▸ **Exercise goal**:
From the records below, find each line with the string "screen" and copy it.

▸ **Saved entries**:

=-=-=-=-=

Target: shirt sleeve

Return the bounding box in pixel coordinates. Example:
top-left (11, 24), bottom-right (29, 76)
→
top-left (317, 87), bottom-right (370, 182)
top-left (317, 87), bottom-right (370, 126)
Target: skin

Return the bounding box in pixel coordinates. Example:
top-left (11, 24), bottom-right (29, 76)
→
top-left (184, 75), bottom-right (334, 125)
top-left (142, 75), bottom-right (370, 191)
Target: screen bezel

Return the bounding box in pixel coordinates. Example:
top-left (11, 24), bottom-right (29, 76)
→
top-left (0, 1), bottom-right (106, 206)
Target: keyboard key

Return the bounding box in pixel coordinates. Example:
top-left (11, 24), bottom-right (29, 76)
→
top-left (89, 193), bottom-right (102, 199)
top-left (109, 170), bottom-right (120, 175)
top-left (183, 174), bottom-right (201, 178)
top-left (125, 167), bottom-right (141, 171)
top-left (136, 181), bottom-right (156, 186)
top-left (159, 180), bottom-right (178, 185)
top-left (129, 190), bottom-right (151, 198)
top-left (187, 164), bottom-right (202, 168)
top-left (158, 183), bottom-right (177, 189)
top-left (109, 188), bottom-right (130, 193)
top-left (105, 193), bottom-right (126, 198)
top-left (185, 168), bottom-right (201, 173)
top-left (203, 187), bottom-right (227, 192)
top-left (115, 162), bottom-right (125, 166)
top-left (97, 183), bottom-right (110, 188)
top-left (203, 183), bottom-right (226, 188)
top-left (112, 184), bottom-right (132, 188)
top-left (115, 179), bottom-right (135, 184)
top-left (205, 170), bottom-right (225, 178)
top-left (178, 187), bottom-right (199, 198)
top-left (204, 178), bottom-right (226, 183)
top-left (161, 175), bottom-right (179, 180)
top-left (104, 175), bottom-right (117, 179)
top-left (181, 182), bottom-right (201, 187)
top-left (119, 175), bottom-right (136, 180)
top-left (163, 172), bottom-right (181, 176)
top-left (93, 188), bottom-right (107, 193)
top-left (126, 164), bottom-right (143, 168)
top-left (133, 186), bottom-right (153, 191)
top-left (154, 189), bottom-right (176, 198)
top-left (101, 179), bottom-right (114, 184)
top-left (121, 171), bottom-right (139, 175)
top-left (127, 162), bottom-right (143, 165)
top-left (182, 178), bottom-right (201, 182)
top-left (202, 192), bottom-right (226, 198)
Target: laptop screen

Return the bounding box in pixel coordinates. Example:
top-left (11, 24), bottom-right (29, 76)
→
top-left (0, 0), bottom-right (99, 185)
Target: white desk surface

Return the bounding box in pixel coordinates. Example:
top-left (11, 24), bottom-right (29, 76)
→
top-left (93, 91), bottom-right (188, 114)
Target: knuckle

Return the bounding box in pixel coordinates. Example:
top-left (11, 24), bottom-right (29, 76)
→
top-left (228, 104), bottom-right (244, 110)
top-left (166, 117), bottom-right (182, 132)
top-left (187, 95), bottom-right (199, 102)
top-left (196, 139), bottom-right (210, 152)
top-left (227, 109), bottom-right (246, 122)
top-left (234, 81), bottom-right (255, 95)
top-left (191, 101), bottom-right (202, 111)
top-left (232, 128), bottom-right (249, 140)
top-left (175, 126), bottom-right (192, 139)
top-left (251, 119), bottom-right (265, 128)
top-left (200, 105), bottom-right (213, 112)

=-=-=-=-=

▸ **Finished task**:
Target: screen bezel
Target: laptop screen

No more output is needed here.